> **PROVIDED DATA**:
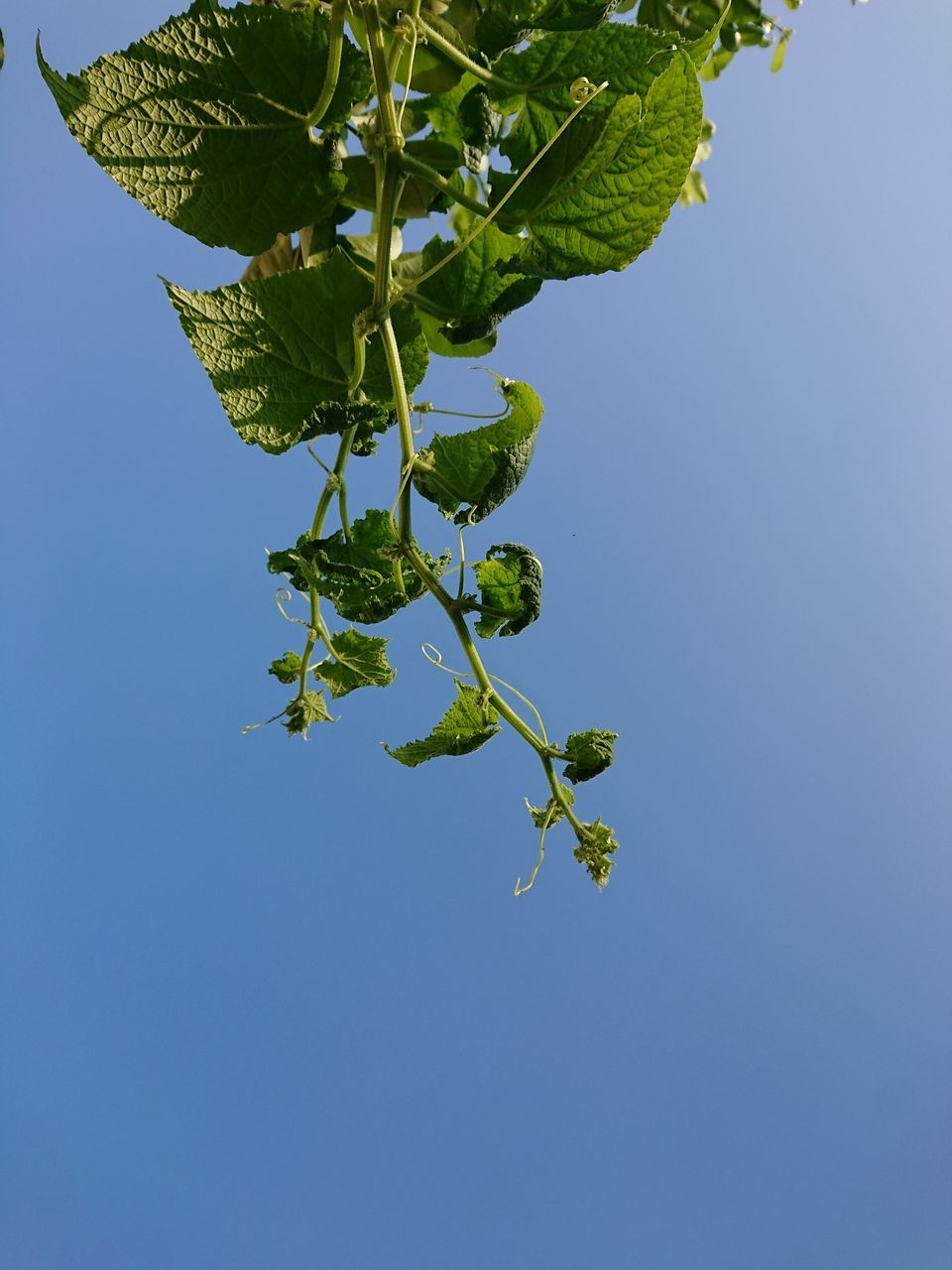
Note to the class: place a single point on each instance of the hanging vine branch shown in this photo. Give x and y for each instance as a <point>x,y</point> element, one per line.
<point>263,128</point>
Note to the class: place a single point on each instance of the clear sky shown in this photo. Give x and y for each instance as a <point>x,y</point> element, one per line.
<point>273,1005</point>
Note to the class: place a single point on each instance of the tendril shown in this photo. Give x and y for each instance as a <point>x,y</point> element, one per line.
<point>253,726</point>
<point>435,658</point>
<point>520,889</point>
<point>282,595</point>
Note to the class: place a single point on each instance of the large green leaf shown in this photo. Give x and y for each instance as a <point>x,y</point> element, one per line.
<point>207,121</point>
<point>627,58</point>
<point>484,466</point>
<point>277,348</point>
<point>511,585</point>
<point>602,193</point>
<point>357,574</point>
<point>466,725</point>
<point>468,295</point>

> **WHAT THE TASK ASKS**:
Copy out all the data above exactly, minus the images.

> **THE COMPLETED TASK**:
Note to the class: place a single point on each instance of the hanging vine branch shown in this photo. Give x and y for each instance as a <point>x,y</point> element, one per line.
<point>263,128</point>
Note to the class: place a single point on each instance of the clear sky shown in this photo. Give x and y for each instance as a <point>x,y</point> element, one per line.
<point>273,1005</point>
Note to the class: place a single point on each instance of the tendril shown in this photo. Give x and y for each instance as a <point>x,y</point> element, one per line.
<point>253,726</point>
<point>435,658</point>
<point>520,889</point>
<point>282,595</point>
Note to the class: place a single point on each instance of the large green leaf shown in this photo. Give x and y for each instance as a <point>x,y</point> element, one per line.
<point>207,121</point>
<point>627,58</point>
<point>484,466</point>
<point>277,348</point>
<point>511,585</point>
<point>602,193</point>
<point>357,574</point>
<point>466,725</point>
<point>468,295</point>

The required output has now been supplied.